Stated task 1.
Rewrite the passage on Ethereum's early history from "Alisie, who graduated" up to and including "had to offer.", with "university" renamed to "college".
>> start Passage to read
Alisie, who graduated with a licentiate degree in Cybernetics, Economy Informatics and Statistics in 2010, was the editor-in-chief of the publication until late 2013, when he, and others, assisted Buterin in founding the Ethereum project. Buterin continued to contribute articles until leaving in 2014.
Buterin soon found himself working over 30 hours a week on crypto projects and decided to drop out of university in 2013, only a year after joining. He then started to travel the world and study what the existing blockchain technology and applications had to offer.
Visiting Israel in October 2013, Buterin ended up spending time with a team developing one of the first ‘crypto 2.0’ projects, Mastercoin, which aimed to take blockchain technology beyond digital currency.
While Mastercoin now lives on as Omni, following a rebrand in early 2015, the project was ground breaking at inception. Its creator, a software engineer by the name of J.R. Willett, published ‘The Second Bitcoin Whitepaper’ in January 2012 outlining his idea to use the existing bitcoin network for what are now known as smart contracts – which would go on to form a major part of Buterin’s Ethereum project. Willett was also the inventor of initial coin offerings (ICOs).
>> end Passage to read
Stated task 2.
Recast the entries below as a numbered list, from the line with "Q: Where is a point on each instance of the reflection" up to and including the final line of the entries, leaving out blank lines.
>> start Records for the exercise
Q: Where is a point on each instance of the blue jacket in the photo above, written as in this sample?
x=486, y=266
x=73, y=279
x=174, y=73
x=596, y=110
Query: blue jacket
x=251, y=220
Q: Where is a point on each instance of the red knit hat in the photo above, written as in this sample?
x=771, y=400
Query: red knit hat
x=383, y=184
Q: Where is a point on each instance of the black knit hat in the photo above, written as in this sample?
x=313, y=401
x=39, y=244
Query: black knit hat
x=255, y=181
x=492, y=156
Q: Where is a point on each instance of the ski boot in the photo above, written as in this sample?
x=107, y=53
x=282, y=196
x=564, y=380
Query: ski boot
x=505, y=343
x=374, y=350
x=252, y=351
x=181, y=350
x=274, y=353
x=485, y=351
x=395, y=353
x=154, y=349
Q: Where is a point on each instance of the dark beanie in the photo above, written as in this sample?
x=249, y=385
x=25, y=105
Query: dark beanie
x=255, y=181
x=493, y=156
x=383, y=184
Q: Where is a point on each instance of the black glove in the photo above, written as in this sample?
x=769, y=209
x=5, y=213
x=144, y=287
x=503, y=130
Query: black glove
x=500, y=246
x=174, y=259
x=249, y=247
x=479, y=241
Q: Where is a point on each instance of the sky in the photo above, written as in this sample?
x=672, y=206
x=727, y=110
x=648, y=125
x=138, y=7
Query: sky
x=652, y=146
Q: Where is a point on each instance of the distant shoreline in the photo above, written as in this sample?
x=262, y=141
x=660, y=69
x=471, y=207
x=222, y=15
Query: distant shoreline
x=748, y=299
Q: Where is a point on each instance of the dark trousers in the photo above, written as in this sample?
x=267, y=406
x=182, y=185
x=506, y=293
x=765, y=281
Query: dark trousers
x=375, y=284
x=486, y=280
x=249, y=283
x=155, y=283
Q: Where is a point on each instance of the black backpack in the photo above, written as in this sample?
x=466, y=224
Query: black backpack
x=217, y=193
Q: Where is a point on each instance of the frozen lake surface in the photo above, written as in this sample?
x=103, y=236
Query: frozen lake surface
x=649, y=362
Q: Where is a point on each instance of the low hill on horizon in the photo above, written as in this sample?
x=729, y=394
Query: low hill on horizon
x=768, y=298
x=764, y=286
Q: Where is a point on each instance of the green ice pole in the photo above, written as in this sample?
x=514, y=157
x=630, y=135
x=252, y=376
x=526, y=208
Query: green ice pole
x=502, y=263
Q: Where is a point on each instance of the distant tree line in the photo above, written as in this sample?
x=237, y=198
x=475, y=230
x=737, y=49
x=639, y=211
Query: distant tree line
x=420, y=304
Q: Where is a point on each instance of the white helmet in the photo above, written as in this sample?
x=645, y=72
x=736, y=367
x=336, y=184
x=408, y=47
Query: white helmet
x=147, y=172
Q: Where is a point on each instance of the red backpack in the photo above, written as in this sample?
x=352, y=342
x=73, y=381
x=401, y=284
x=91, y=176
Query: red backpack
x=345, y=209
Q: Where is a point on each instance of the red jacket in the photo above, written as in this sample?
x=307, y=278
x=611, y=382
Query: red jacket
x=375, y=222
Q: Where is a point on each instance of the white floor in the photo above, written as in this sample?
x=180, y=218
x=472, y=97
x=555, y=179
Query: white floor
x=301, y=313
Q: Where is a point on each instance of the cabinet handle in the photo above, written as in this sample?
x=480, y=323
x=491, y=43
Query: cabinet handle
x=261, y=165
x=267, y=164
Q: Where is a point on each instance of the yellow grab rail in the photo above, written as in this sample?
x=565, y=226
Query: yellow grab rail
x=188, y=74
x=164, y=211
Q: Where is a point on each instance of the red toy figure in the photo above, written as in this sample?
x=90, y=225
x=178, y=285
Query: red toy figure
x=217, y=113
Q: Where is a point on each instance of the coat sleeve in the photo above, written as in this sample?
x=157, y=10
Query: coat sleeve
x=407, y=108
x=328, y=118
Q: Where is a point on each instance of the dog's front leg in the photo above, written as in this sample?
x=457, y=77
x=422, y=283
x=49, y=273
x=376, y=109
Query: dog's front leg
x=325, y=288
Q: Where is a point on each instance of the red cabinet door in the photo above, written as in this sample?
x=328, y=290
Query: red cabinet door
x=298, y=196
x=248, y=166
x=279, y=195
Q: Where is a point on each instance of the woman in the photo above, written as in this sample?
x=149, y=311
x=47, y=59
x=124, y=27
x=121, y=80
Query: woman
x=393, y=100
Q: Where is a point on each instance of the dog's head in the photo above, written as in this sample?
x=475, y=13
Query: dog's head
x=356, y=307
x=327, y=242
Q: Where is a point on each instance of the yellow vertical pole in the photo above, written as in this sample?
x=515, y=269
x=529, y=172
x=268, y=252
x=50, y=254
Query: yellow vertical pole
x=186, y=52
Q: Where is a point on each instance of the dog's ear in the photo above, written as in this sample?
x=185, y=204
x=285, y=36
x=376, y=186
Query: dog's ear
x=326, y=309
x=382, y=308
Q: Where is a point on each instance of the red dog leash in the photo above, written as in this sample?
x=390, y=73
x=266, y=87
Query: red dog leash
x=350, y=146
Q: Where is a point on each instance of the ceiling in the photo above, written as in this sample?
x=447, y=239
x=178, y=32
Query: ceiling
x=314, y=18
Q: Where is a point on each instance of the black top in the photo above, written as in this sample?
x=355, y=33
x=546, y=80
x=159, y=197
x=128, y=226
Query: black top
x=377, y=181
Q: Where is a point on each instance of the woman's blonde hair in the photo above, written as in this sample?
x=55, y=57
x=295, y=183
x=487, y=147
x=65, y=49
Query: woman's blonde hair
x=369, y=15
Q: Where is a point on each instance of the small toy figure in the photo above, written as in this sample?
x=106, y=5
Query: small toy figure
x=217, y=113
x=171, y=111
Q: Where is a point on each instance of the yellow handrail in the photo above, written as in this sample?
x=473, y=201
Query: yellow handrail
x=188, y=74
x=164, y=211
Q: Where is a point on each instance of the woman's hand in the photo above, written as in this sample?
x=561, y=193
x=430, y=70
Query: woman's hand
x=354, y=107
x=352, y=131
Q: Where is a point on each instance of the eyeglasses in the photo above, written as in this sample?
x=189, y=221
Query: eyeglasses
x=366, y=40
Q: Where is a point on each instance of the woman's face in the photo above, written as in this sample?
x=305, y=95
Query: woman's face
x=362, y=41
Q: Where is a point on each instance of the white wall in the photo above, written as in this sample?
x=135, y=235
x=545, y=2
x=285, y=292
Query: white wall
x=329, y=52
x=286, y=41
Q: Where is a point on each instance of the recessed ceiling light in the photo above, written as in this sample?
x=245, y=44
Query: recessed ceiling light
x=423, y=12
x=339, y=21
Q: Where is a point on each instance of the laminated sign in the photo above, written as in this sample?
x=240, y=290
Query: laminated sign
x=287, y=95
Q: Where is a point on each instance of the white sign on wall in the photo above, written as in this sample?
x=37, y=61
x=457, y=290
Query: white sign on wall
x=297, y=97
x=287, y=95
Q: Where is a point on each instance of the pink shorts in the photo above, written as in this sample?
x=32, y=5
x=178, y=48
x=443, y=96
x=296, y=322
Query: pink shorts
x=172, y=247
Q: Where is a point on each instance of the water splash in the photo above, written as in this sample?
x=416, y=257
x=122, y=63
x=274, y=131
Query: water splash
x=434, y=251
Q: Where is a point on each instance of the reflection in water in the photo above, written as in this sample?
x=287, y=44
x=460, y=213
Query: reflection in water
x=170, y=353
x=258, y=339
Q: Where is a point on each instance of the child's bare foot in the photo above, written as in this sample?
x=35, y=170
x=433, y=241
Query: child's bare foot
>> end Records for the exercise
Result 1.
Alisie, who graduated with a licentiate degree in Cybernetics, Economy Informatics and Statistics in 2010, was the editor-in-chief of the publication until late 2013, when he, and others, assisted Buterin in founding the Ethereum project. Buterin continued to contribute articles until leaving in 2014.
Buterin soon found himself working over 30 hours a week on crypto projects and decided to drop out of college in 2013, only a year after joining. He then started to travel the world and study what the existing blockchain technology and applications had to offer.

Result 2.
1. Q: Where is a point on each instance of the reflection in water in the photo above, written as in this sample?
2. x=287, y=44
3. x=460, y=213
4. Query: reflection in water
5. x=170, y=353
6. x=258, y=339
7. Q: Where is a point on each instance of the child's bare foot in the photo above, written as in this sample?
8. x=35, y=170
9. x=433, y=241
10. Query: child's bare foot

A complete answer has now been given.